- _Work task_:
Given the entries that follow, write out exactly the lines starting at the one containing "Locate the white hair;" and ending at the one containing "Locate the plastic", both ends included, and only those.

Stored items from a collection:
__________________________________________________

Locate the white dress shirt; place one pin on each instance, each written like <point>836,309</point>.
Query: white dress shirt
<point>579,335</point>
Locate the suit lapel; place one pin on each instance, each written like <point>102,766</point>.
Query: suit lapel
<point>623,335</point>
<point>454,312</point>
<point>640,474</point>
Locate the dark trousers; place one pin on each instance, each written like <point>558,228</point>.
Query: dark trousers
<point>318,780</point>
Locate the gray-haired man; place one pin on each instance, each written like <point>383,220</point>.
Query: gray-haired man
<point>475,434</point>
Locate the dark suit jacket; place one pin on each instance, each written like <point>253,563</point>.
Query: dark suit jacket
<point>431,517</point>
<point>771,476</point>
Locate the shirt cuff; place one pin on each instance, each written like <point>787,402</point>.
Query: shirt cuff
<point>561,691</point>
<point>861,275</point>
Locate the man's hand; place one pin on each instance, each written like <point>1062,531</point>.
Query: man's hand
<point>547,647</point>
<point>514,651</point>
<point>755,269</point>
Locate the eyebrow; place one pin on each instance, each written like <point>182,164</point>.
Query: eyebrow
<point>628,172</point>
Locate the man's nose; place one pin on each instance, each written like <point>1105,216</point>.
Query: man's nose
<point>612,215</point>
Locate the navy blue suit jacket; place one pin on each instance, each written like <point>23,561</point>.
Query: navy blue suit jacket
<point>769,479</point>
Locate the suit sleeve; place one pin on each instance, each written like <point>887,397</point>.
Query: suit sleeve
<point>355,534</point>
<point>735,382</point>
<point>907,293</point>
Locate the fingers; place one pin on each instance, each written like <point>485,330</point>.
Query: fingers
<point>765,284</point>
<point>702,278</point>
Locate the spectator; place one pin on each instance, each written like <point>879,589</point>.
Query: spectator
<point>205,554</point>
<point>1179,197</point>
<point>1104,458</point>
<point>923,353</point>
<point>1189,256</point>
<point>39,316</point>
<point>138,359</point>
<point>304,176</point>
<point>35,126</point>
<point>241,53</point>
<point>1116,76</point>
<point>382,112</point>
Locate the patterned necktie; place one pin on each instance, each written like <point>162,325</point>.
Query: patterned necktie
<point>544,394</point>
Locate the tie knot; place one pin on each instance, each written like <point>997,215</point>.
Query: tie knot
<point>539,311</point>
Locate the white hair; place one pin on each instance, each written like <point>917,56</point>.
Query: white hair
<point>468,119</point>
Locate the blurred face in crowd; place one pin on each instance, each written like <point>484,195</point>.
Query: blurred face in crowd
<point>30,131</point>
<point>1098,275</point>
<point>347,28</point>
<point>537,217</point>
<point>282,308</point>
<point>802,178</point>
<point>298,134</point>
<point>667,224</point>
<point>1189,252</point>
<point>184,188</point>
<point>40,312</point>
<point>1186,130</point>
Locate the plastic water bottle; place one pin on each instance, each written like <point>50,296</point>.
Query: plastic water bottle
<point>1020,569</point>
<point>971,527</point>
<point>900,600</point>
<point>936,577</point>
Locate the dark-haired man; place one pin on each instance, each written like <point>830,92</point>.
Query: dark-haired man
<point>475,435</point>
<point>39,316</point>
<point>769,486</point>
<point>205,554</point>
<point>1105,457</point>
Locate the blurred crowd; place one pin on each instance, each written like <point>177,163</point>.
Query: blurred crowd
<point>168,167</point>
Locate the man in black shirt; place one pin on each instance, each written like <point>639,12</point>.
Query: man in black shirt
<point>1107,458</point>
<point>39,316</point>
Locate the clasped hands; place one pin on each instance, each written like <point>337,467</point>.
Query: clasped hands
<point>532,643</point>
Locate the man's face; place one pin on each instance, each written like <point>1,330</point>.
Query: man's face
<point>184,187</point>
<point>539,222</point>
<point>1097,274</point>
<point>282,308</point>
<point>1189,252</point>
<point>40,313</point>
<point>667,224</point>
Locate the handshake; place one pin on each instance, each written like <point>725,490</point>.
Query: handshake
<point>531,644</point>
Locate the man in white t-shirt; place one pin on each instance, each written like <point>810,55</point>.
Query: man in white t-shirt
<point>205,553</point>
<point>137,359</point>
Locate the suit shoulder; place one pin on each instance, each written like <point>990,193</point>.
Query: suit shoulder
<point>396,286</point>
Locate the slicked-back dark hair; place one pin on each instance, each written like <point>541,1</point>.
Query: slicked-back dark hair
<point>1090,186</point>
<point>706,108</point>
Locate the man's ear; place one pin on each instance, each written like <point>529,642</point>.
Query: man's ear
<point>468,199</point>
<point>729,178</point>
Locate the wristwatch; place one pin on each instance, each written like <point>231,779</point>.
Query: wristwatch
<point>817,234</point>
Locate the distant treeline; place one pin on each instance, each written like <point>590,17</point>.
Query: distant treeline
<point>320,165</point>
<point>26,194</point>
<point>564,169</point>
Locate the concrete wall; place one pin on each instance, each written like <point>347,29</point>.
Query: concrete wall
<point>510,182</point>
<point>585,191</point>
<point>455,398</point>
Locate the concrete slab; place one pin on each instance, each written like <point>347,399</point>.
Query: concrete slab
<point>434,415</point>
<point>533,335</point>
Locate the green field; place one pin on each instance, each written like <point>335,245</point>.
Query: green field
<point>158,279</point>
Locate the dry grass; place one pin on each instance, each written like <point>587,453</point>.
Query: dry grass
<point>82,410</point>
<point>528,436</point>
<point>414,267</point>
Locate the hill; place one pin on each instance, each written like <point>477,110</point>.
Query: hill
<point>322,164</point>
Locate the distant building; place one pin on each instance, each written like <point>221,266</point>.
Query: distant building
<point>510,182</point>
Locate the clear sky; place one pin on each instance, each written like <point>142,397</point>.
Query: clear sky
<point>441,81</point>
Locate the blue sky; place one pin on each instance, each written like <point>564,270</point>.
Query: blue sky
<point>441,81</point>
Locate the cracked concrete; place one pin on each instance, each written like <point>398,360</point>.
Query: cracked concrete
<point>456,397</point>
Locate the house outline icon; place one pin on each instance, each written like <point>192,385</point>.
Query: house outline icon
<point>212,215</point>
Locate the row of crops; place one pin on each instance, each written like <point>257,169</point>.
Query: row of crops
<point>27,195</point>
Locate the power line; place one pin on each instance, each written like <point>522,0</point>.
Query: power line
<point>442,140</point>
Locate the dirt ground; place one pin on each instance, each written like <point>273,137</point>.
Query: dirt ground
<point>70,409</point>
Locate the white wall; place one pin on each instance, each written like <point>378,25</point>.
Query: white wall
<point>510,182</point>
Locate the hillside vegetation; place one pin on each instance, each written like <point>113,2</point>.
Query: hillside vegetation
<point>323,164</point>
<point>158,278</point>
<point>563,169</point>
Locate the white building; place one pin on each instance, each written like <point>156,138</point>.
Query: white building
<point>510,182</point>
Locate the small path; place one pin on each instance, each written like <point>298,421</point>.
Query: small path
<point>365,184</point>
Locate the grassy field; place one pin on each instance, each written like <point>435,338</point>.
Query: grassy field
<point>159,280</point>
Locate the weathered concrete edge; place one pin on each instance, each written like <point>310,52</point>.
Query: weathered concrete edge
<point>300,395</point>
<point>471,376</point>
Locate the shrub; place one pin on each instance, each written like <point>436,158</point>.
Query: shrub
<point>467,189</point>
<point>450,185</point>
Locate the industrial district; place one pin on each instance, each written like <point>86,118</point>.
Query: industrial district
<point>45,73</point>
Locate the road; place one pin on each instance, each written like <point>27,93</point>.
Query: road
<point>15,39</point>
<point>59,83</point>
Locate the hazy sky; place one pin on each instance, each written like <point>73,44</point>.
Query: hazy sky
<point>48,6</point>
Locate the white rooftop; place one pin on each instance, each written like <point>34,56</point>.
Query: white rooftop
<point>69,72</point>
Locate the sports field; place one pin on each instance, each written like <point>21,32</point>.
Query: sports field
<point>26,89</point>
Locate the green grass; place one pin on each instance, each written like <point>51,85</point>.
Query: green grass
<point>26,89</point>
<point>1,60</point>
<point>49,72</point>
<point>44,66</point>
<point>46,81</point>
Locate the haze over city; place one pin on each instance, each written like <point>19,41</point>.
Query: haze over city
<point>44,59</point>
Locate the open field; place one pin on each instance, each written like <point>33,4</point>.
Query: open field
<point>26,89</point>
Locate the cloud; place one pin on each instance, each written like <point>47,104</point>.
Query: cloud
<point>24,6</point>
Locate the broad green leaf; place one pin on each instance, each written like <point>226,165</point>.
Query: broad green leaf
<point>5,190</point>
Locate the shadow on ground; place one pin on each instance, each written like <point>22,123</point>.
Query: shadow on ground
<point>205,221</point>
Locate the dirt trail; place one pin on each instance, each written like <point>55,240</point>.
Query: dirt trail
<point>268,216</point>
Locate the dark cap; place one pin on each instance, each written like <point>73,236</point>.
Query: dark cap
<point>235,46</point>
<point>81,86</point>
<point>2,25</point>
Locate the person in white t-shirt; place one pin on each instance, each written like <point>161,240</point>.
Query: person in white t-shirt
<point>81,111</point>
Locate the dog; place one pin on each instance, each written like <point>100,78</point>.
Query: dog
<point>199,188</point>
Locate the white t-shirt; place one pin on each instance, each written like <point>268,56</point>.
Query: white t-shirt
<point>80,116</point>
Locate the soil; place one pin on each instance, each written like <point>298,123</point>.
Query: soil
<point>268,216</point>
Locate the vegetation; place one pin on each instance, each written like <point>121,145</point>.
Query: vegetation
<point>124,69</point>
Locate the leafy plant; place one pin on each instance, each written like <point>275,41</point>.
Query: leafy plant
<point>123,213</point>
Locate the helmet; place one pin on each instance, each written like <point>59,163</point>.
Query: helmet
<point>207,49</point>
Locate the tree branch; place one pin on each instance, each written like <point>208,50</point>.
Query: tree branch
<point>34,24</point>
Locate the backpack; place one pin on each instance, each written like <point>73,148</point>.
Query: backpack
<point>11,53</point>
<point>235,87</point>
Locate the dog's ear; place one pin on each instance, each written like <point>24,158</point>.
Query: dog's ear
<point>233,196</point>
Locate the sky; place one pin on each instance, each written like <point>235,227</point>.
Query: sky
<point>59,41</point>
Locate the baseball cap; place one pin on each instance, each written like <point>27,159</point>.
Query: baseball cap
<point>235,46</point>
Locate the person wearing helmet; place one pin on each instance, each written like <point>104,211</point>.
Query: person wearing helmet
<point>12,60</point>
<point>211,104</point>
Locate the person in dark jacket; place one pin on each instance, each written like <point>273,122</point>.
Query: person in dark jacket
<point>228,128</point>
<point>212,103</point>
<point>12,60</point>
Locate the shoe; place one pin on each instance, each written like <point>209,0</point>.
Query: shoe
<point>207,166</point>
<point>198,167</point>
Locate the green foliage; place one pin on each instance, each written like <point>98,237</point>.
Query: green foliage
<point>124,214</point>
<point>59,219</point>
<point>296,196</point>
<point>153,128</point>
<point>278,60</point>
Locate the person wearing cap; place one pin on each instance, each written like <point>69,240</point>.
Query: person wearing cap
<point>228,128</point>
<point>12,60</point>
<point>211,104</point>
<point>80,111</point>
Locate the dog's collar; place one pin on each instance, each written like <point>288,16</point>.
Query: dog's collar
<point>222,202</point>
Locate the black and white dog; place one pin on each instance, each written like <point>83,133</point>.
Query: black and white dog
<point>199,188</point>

__________________________________________________

- _Result of the exercise_:
Locate the white hair; place one pin on each instance, each written like <point>917,56</point>.
Query: white hair
<point>468,119</point>
Locate the blurred face in crowd; place one pin on each instance, each written like <point>484,195</point>.
Query: blurred face in crowd
<point>30,131</point>
<point>1098,275</point>
<point>347,28</point>
<point>537,217</point>
<point>282,308</point>
<point>802,178</point>
<point>298,134</point>
<point>667,224</point>
<point>1189,252</point>
<point>184,188</point>
<point>40,312</point>
<point>1186,130</point>
Locate the plastic water bottle; place one pin on each instance, each written like <point>50,296</point>.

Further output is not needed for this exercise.